- [READING PASSAGE]
- - -
Print

Stella, Heineken and Budweiser contain glyphosate

Predictably, the test results featured in the article below, which revealed that glyphosate is present in beers, are being dismissed by industry as unimportant because the levels found are below official safety limits for the chemical. Industry gets away with this because there is a severe lack of relevant research on low-dose effects of glyphosate herbicides. Scientists, please take note.
---

Herbicide used in weed killer Roundup found in beers including Stella, Heineken and Budweiser

Jane Wharton
Metro, 26 Feb 2019
https://metro.co.uk/2019/02/26/herbicide-used-weed-killer-roundup-found-beers-including-stella-heineken-budweiser-8745131/?ito=cbshare

Traces of a controversial weed killer have been detected in many household-name beers and wines, according to a new report. The herbicide glyphosate was found in all but one of 20 brands – including organic ones – in a study conducted by public-interest advocacy group US PIRG. The report came on the same day that a court began hearing arguments about whether glyphosate causes cancer.

Among the beers the weed killer was found in were Stella Artois, Tsingtao, Budweiser, Coors, Corona, Guinness and Heineken.

Glyphosate is the most common herbicide in the world and used on barley and many other raw brewing materials. It is a possible [GMW: Incorrect – should be "probable"] human carcinogen, according to the International Agency for Research on Cancer, part of the World Health Organization.

Glyphosate is also the main ingredient in the weed killer Roundup, which is at the centre of several multi-million dollar lawsuits in the US. The report acknowledged that the levels detected in the beers and wine were ‘inadvertent’ and below the limits set by the Environmental Protection Agency. However, the report noted that the results will be of concern to the public.

U.S. PIRG Education Fund’s Kara Cook-Schultz, who authored the study, said: ‘When you’re having a beer or a glass of wine, the last thing you want to think about is that it includes a potentially dangerous pesticide. ‘No matter the efforts of brewers and vintners, we found that it is incredibly difficult to avoid the troubling reality that consumers will likely drink glyphosate at every happy hour and backyard barbeque around the country.’

The highest concentration of glyphosate was found in the 2018 Sutter Home merlot, which came in at 51.4 parts per billion, or ppb. For beer, Tsingtao from Hong Kong had the most with 49.7ppb, and Coors Light had the most for American beers with 31.1ppb. The chemical was also found in alcoholic brands that were organic, such as Peak and Samuel Smith. A spokesperson for the Brewers Association, which represents more than 4,900 small and independent craft brewers, said: ‘Brewers do not want glyphosate used on barley or any raw brewing material, and the barley grower organizations have also come out strongly against glyphosate.’

And another spokesperson for the Wine Institute said: ‘An adult would have to drink more than 140 glasses of wine a day containing the highest glyphosate level measured just to reach the level that California’s Office of Environmental Health Hazard Assessment (OEHHA) has identified as “No Significant Risk Level.”‘ William Reeves, a toxicologist for Bayer, which now owns Roundup manufacturer Monsanto, accused PIRG of blowing the results out of proportion. ‘Assuming the greatest value reported, 51.4ppb, is correct, a 125-pound adult would have to consume 308 gallons of wine per day, every day for life to reach the US Environmental Protection Agency’s glyphosate exposure limit for human,’ Reeves said. ‘To put 308 gallons into context, that would be more than a bottle of wine every minute, for life, without sleeping.’

Bayer is currently facing some 9,300 lawsuits alleging that its popular glyphosate-based weed killer Roundup causes cancer. The first federal trial against the company began on Monday in California, six months after Bayer’s share price was rocked by a $289million verdict in California state court. Edwin Hardeman, 70, used Roundup on his property for three-decades and says he believes it caused his non-Hodgkin’s lymphoma. Monsanto says studies have established that glyphosate is safe.
- - -
- [EXERCISE REQUIREMENTS]
Answer these questions from the article on glyphosate in beers and wines, numbering your answers to match.
1. Which drink had the highest glyphosate concentration, and at what level?
2. How many small and independent craft brewers does the Brewers Association represent?
3. About how many lawsuits is Bayer facing over Roundup?

- [DATA EXTRACT]
- - -
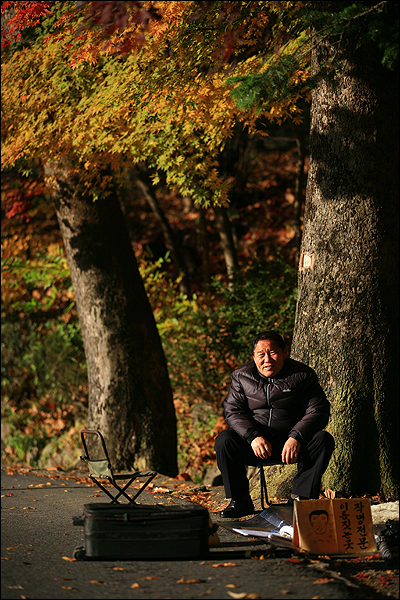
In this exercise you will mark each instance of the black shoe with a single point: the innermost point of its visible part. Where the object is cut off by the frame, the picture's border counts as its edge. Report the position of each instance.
(238, 508)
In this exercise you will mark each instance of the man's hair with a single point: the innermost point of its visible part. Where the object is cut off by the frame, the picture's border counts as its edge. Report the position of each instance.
(269, 335)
- - -
- [TASK RESPONSE]
1. The 2018 Sutter Home merlot, at 51.4 parts per billion.
2. More than 4,900.
3. Some 9,300.